*Exercise instructions*.
Extend the commentary on the hospital's Major Incident and NHS leadership by writing what comes after its final sentence.

*Passage shown*.
My visit today lasted nearly two hours and what I saw renewed my confidence in a special trait we have as human beings: the team spirit that makes us go that extra mile when the chips are down.
What I observed was heart-warming. I heard stories of staff working 14 hour shifts, staff from other departments coming in to help, staff feeling very unwell themselves but soldiering on and staff giving up their planned festivities. It was great to see and great to hear.
But here’s the thing: I’m angry. I’m angry that staff and patients have to go through these traumatic experiences in 2015. A hospital declaring a Major Incident is just one step below having to refuse patients. This is wrong, especially when all the warnings were there, for all to see, a long time ago.
In my view this is a failure of leadership in its broadest sense while the NHS continues to be a political football with all the main parties pointing the finger of blame at each other. People don’t want this. People want politicians to work together at times of hardship. It’s bizarre that politicians should tear into each other while the vast majority of people sit back and say: “you are all as bad as each other” – and then choose not to vote, or vote for a protest party.
People also want senior health officials to ‘walk the talk’; it’s time for more action and fewer reports and assessments. I’m all for evidence-based decision making, but when we spend an inordinate amount of time and money collating this evidence, only for it to be reviewed endless times until it becomes out-of-date, then something is wrong. We talk about care in the community for years before it actually starts happening. And then, surprise, a Major Incident happens.

*Material supplied*.
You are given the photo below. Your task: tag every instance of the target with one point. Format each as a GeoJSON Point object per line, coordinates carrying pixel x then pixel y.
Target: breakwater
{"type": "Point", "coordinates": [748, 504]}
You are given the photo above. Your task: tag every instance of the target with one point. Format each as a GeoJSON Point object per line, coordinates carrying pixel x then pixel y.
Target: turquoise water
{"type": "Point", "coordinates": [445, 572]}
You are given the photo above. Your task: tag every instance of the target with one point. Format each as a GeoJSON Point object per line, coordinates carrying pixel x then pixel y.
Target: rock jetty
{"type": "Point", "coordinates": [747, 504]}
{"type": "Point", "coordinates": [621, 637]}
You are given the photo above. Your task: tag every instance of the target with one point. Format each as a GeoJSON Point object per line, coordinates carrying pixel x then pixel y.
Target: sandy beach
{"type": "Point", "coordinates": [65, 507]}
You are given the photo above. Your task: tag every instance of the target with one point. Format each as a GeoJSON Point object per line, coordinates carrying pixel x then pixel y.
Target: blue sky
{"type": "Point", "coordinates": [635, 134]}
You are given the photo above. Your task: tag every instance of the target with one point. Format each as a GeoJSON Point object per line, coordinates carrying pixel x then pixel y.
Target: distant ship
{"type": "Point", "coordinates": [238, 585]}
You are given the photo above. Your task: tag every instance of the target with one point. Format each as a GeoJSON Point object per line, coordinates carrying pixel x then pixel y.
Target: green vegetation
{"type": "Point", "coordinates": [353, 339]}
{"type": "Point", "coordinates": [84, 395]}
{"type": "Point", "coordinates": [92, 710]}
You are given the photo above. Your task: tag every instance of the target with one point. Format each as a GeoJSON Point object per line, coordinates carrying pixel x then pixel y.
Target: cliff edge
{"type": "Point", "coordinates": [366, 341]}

*Answer box*.
There are five things I intend to do:
- Convene a meeting of providers very soon and ask them whether they now feel they have sufficient capacity for short and long term demand given that we have not yet experienced severe weather conditions
- Ask commissioners at the next available Health Scrutiny meeting whether they are satisfied with Walsall’s GP service provision in the context of patients’ demand on A & E and the Major Incident declaration
- Lobby NHS England and the Secretary of State to relax punitive financial penalties against our hospital for waiting time breaches at this time of acute demand. This only serves to take funds away from patient care. I will also ask the CCG to make clear their intentions in this regard.
- Seek cross party support from the Borough’s politicians. The crises in health and social care demand action centred leadership and not political recrimination.
- Lobby Ministers to ensure that Walsall Manor Hospital receives its fair share of funding for emergency care provision, and maternity services as a result of the additional pressures placed on services by Mid-staffs.